Set down every record below exactly as it stands, leaving out the pictures.

╭─ RECORD EXCERPTS

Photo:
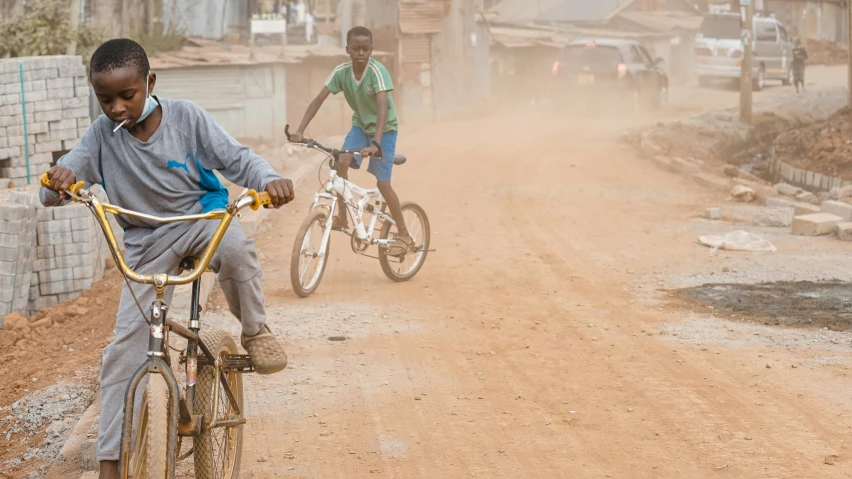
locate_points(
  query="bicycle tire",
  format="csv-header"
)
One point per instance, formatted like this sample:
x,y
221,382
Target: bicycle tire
x,y
217,457
302,288
422,240
149,459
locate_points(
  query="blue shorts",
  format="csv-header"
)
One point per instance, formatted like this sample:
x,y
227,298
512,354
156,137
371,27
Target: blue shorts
x,y
381,168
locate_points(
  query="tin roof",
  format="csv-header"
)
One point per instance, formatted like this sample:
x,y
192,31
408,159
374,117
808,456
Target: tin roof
x,y
200,52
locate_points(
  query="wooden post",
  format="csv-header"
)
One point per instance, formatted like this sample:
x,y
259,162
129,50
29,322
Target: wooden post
x,y
746,87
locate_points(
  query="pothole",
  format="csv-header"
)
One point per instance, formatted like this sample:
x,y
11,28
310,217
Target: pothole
x,y
800,304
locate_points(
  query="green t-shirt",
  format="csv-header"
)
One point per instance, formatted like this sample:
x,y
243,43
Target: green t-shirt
x,y
361,95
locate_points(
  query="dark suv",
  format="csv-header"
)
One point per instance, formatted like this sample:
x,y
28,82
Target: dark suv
x,y
607,67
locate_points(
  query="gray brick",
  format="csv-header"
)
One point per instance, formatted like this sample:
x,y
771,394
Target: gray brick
x,y
11,227
81,112
72,249
46,251
56,226
70,212
10,99
8,241
84,272
63,124
75,71
55,275
13,211
48,146
60,93
44,264
43,302
45,214
48,116
8,254
58,287
62,297
56,239
37,128
81,236
71,261
76,102
60,83
43,74
47,105
33,96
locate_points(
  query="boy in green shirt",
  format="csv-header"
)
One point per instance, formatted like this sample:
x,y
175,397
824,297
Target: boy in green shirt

╰─

** ANSWER TO THE EXERCISE **
Photo:
locate_points(
  query="bicycle tire",
  format="csv-header"
)
One point per instance, formatted like this sample:
x,y
221,382
Target: bicycle tire
x,y
217,457
302,288
422,240
149,459
locate_points(
  query="blue shorts",
  format="csv-header"
)
One point per instance, formatted like this sample:
x,y
227,298
512,354
156,137
371,27
Target: blue shorts
x,y
381,168
locate_points(
  query="tin roof",
  format="csv-header"
)
One point per instance, formatted like this sample:
x,y
192,31
408,159
374,117
808,456
Target: tin roof
x,y
200,52
locate_points(
  query="wooden post",
  format="csv-header"
)
One point per instance, formatted like this sample:
x,y
259,162
129,50
29,322
Target: wooden post
x,y
746,87
locate_points(
  query="pothole",
  format="csv-header"
)
One point per instance, formatted like this sample:
x,y
11,28
310,217
Target: pothole
x,y
800,304
locate_points(
  query="green t-shirt",
  format="csv-header"
)
One point per instance, formatted like this sample:
x,y
243,43
Target: green t-shirt
x,y
361,95
locate_points(
  query="dark suv",
  format="csv-header"
)
One point per instance, formatted like this sample:
x,y
28,82
Target: dark suv
x,y
607,67
locate_points(
  query="gray brick",
  format="csv-header"
)
One point per instance, formatted like this sample:
x,y
771,394
Target: gray brick
x,y
11,227
81,112
72,249
46,251
56,226
70,212
10,99
8,241
84,272
63,124
75,71
55,275
13,211
48,146
60,93
44,264
43,302
45,214
48,116
8,254
58,287
62,297
56,239
37,128
81,236
71,261
76,102
60,83
43,74
47,105
33,96
locate_points(
  query="boy in green shirt",
  format="csv-header"
)
One point per instance, formatted like this sample:
x,y
175,397
824,297
Target: boy in green shirt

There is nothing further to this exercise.